Reproduce exactly the lines below from the one containing "Target: blonde wavy hair" through the one containing "Locate the white yard", including both, and nothing else.

*** Block opens ***

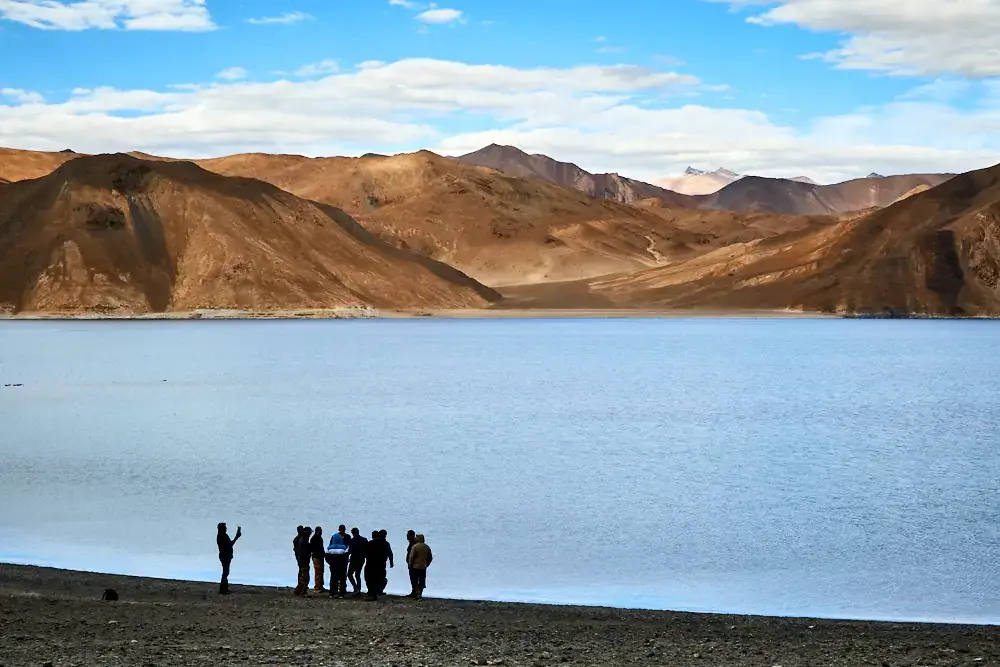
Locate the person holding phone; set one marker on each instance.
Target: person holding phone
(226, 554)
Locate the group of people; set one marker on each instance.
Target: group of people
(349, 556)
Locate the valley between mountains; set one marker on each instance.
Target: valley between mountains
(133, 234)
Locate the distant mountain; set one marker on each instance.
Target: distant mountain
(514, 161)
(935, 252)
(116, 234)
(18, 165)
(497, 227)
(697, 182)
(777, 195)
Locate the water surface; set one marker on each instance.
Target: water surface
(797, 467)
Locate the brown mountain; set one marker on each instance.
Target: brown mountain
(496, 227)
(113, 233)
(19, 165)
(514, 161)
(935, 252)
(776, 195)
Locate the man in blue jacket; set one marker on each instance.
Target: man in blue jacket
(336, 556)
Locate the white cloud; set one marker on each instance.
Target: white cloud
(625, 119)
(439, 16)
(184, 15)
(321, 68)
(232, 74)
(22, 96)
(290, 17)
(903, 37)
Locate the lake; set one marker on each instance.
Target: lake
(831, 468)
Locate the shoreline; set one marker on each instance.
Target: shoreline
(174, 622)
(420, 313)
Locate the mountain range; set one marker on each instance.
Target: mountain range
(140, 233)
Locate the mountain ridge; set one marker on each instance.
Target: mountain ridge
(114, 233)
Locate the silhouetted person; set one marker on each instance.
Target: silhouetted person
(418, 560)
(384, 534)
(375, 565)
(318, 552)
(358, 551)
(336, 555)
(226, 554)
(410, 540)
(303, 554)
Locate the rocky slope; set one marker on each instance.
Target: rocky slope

*** Block closes ***
*** Block opens ***

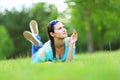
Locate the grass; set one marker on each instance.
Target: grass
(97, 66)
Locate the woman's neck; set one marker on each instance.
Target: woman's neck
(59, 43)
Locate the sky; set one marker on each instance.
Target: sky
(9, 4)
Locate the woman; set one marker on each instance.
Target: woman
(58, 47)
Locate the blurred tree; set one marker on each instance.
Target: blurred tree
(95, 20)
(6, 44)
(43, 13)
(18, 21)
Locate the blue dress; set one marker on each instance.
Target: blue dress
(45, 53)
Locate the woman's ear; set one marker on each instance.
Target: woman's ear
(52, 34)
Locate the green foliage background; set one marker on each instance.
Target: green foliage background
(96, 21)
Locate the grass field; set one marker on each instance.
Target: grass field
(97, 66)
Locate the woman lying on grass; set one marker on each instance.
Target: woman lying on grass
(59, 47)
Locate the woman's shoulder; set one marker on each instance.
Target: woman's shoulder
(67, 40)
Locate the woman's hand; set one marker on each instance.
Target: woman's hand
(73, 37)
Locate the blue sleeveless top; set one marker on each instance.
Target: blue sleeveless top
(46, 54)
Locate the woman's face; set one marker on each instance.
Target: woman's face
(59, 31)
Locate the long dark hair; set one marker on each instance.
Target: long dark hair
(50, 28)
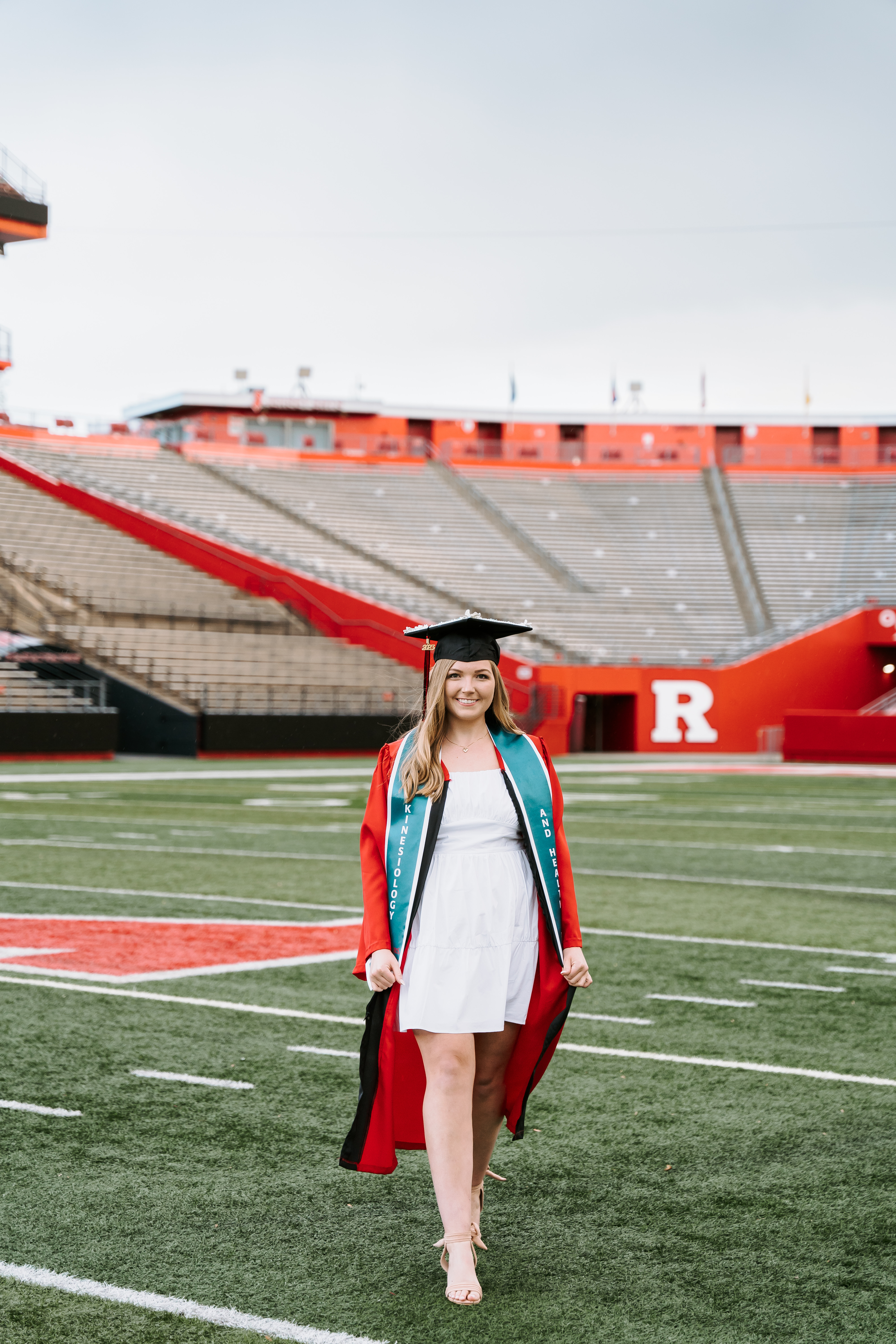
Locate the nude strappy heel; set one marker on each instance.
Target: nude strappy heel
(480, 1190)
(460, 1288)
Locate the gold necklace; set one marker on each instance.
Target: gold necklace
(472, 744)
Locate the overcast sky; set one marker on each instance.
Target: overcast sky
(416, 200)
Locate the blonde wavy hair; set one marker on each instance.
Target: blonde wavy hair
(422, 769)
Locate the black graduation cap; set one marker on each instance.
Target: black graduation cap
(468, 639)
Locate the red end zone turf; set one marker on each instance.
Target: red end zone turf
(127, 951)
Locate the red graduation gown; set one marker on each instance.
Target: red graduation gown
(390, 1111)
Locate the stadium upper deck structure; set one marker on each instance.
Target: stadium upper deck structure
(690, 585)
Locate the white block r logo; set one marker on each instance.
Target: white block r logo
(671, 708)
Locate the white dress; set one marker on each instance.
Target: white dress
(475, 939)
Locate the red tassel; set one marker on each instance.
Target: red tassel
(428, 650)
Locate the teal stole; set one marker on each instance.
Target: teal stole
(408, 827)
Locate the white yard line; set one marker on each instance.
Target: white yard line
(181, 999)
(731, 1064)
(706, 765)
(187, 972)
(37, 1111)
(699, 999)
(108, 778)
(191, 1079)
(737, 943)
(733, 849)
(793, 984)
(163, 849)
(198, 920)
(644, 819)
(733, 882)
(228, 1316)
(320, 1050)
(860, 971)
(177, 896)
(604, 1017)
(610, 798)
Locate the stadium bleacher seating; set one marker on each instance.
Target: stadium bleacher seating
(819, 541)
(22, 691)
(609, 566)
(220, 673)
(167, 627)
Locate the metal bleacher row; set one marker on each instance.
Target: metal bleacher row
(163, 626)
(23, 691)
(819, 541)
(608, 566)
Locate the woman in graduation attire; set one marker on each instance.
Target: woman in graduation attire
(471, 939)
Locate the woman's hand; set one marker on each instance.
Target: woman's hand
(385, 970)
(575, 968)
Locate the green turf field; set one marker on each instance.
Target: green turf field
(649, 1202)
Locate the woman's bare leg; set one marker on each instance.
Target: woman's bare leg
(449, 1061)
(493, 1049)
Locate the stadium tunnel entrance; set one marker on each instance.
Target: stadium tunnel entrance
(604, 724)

*** Block closes ***
*** Block opens ***

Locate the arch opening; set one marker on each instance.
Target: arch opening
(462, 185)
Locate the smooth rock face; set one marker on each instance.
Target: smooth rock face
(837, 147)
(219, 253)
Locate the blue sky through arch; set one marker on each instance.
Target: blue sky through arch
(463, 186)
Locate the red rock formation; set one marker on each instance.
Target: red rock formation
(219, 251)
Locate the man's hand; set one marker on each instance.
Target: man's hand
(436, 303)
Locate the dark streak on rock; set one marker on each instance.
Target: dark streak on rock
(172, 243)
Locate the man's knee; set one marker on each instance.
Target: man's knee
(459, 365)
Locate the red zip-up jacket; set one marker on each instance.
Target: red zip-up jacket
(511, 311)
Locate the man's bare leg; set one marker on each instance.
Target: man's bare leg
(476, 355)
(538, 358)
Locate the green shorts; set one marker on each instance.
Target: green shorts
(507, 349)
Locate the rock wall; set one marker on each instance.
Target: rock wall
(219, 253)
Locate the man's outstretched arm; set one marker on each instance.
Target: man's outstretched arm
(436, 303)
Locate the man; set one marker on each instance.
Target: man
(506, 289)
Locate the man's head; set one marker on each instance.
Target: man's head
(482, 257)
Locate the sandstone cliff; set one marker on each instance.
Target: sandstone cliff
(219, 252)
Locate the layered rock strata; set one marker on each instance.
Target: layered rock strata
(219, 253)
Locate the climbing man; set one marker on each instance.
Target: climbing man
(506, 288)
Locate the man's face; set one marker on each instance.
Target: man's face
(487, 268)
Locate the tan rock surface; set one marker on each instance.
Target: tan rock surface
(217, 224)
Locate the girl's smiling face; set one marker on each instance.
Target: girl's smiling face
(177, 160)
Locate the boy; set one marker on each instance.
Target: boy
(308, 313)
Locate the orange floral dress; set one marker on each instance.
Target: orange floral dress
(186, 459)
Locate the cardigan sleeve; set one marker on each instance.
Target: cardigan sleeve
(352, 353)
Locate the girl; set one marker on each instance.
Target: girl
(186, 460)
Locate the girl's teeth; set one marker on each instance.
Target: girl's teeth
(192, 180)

*** Block closes ***

▸ **Response below**:
Target: blonde wavy hair
(422, 769)
Locate the black graduation cap; set one marker on each instance.
Target: black graduation cap
(468, 639)
Locate the red end zone turf; set one marker on each instance.
Target: red end zone turf
(127, 951)
Locate the red graduation gown; set one marker on each instance.
Target: red graduation gown
(390, 1111)
Locate the stadium upper deck structure; set one marker on each instance.
Target: stadium upper deck structure
(690, 585)
Locate the white block r logo; set one marker on each instance.
Target: white block r logo
(671, 708)
Locate the white dress; set one marker on each instance.
Target: white dress
(475, 939)
Locate the red tassel; set one marker on each instance.
Target: red tassel
(428, 650)
Locate the teal stole; set one marker on each instance.
Target: teal stole
(408, 827)
Locate the white yard line; set one marker on each instance.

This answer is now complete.